Work to be completed>
Rewrite the data below as a Markdown table with two columns, Row for the row number and Line for the line, and leave out any blank lines.

Raw records>
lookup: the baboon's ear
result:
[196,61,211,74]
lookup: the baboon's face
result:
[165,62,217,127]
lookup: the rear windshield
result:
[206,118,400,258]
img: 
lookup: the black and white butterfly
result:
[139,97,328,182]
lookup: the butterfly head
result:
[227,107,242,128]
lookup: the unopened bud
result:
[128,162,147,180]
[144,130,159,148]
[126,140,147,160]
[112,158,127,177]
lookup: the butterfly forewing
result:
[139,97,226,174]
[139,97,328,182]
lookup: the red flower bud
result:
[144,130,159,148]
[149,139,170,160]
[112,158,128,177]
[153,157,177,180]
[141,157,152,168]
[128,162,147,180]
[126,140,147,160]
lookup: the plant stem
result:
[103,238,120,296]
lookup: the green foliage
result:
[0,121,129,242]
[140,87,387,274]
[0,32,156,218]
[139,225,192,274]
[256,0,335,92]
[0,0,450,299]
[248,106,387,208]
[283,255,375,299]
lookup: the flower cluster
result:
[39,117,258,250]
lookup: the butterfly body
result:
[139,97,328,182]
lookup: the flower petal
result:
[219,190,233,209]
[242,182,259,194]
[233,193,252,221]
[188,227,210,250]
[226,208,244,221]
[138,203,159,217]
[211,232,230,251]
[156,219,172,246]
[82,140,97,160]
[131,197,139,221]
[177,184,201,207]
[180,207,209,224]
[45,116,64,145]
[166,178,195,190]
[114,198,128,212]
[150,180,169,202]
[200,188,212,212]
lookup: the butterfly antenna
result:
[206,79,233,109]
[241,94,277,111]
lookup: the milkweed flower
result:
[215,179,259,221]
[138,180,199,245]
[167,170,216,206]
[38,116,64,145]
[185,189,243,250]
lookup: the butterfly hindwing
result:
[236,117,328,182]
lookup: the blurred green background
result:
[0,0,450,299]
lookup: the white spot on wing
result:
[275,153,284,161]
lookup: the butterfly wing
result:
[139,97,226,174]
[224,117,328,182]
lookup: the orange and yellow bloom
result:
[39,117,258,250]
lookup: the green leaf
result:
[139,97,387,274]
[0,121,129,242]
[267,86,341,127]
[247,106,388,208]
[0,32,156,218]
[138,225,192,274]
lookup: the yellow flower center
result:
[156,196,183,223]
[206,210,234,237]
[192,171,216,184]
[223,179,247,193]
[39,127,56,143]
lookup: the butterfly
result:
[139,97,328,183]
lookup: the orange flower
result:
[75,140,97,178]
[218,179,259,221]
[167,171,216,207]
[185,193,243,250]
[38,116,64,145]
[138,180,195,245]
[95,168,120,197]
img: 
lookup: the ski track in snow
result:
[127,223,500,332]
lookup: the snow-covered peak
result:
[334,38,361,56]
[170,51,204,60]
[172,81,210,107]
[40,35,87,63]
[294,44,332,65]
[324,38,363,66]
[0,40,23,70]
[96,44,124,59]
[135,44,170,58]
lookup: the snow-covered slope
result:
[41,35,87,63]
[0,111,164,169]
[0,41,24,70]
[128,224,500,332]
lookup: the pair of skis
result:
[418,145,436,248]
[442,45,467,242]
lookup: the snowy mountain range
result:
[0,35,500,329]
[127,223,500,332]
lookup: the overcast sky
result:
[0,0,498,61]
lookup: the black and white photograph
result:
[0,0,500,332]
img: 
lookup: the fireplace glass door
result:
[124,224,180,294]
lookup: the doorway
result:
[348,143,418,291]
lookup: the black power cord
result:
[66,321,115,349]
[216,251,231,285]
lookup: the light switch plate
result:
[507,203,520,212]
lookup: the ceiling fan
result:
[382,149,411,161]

Result of the exercise>
| Row | Line |
|---|---|
| 1 | lookup: the baboon's ear |
| 2 | result: |
| 3 | [196,61,211,74] |
| 4 | lookup: the baboon's face |
| 5 | result: |
| 6 | [165,62,217,127] |
| 7 | lookup: the rear windshield |
| 8 | result: |
| 9 | [206,118,400,258] |
| 10 | img:  |
| 11 | lookup: the black and white butterfly |
| 12 | result: |
| 13 | [139,97,328,182] |
| 14 | lookup: the butterfly head |
| 15 | result: |
| 16 | [227,107,242,128] |
| 17 | lookup: the unopened bud |
| 18 | result: |
| 19 | [128,162,147,180] |
| 20 | [144,130,159,148] |
| 21 | [126,140,147,160] |
| 22 | [112,158,127,177] |
| 23 | lookup: the butterfly forewing |
| 24 | result: |
| 25 | [139,97,226,174] |
| 26 | [139,97,328,182] |
| 27 | lookup: the red flower bud |
| 28 | result: |
| 29 | [144,130,159,148] |
| 30 | [149,139,170,160] |
| 31 | [112,158,128,177] |
| 32 | [153,157,177,180] |
| 33 | [141,157,152,168] |
| 34 | [128,162,147,180] |
| 35 | [126,140,147,160] |
| 36 | lookup: the plant stem |
| 37 | result: |
| 38 | [103,238,120,296] |
| 39 | lookup: the green foliage |
| 40 | result: |
| 41 | [0,121,129,242] |
| 42 | [140,87,387,274] |
| 43 | [0,32,156,218] |
| 44 | [139,225,192,274] |
| 45 | [256,0,335,92] |
| 46 | [0,0,450,299] |
| 47 | [248,106,387,208] |
| 48 | [283,255,375,299] |
| 49 | lookup: the flower cluster |
| 50 | result: |
| 51 | [39,117,258,250] |
| 52 | lookup: the butterfly body |
| 53 | result: |
| 54 | [139,97,328,182] |
| 55 | lookup: the flower petal |
| 56 | result: |
| 57 | [219,190,233,209] |
| 58 | [242,182,259,194] |
| 59 | [233,193,252,221] |
| 60 | [188,227,210,250] |
| 61 | [226,208,244,221] |
| 62 | [138,203,159,217] |
| 63 | [211,232,230,251] |
| 64 | [156,219,172,246] |
| 65 | [82,140,97,160] |
| 66 | [131,197,139,221] |
| 67 | [177,184,201,207] |
| 68 | [180,207,209,224] |
| 69 | [45,116,64,145] |
| 70 | [166,178,195,190] |
| 71 | [114,198,128,212] |
| 72 | [150,180,169,202] |
| 73 | [200,188,212,212] |
| 74 | lookup: the butterfly antenna |
| 75 | result: |
| 76 | [206,79,233,109] |
| 77 | [241,94,277,111] |
| 78 | lookup: the milkweed flower |
| 79 | result: |
| 80 | [215,179,259,221] |
| 81 | [138,180,199,245] |
| 82 | [167,170,216,206] |
| 83 | [38,116,64,145] |
| 84 | [185,189,243,250] |
| 85 | lookup: the butterfly hindwing |
| 86 | result: |
| 87 | [236,117,328,182] |
| 88 | lookup: the blurred green background |
| 89 | result: |
| 90 | [0,0,450,299] |
| 91 | lookup: the white spot on wing |
| 92 | result: |
| 93 | [275,153,284,161] |
| 94 | lookup: the butterfly wing |
| 95 | result: |
| 96 | [139,97,226,174] |
| 97 | [224,117,328,182] |
| 98 | lookup: the orange and yellow bloom |
| 99 | result: |
| 100 | [39,117,258,250] |
| 101 | lookup: the green leaf |
| 102 | result: |
| 103 | [139,97,387,274] |
| 104 | [0,121,129,242] |
| 105 | [267,86,341,127] |
| 106 | [247,106,388,208] |
| 107 | [0,32,156,218] |
| 108 | [138,225,192,274] |
| 109 | lookup: the yellow flower center |
| 110 | result: |
| 111 | [156,196,183,223] |
| 112 | [206,210,234,237] |
| 113 | [192,171,216,184] |
| 114 | [223,179,247,193] |
| 115 | [39,127,56,143] |
| 116 | lookup: the butterfly |
| 117 | result: |
| 118 | [139,97,328,183] |
| 119 | lookup: the orange flower |
| 120 | result: |
| 121 | [75,140,97,178] |
| 122 | [218,179,259,221] |
| 123 | [167,171,216,207] |
| 124 | [185,193,243,250] |
| 125 | [38,116,64,145] |
| 126 | [138,180,195,245] |
| 127 | [95,168,120,197] |
| 128 | img:  |
| 129 | lookup: the ski track in snow |
| 130 | result: |
| 131 | [127,223,500,332] |
| 132 | lookup: the snow-covered peak |
| 133 | result: |
| 134 | [334,38,361,56] |
| 135 | [170,51,204,60] |
| 136 | [172,81,210,107] |
| 137 | [40,35,87,63] |
| 138 | [294,44,332,65] |
| 139 | [324,38,363,66] |
| 140 | [0,40,23,70] |
| 141 | [96,44,124,59] |
| 142 | [135,44,170,58] |
| 143 | lookup: the snow-covered slope |
| 144 | result: |
| 145 | [41,35,87,63] |
| 146 | [0,111,164,169] |
| 147 | [0,41,24,70] |
| 148 | [128,224,500,332] |
| 149 | lookup: the pair of skis |
| 150 | result: |
| 151 | [418,145,436,248] |
| 152 | [442,45,467,242] |
| 153 | lookup: the snowy mountain range |
| 154 | result: |
| 155 | [0,35,500,329] |
| 156 | [127,223,500,332] |
| 157 | lookup: the overcast sky |
| 158 | result: |
| 159 | [0,0,498,61] |
| 160 | lookup: the black and white photograph |
| 161 | result: |
| 162 | [0,0,500,332] |
| 163 | img:  |
| 164 | lookup: the fireplace glass door |
| 165 | result: |
| 166 | [124,224,180,294] |
| 167 | lookup: the doorway |
| 168 | result: |
| 169 | [348,143,418,291] |
| 170 | lookup: the black power cord |
| 171 | result: |
| 172 | [66,321,115,349] |
| 173 | [216,251,231,285] |
| 174 | lookup: the light switch plate |
| 175 | result: |
| 176 | [507,203,520,212] |
| 177 | lookup: the ceiling fan |
| 178 | result: |
| 179 | [382,149,411,161] |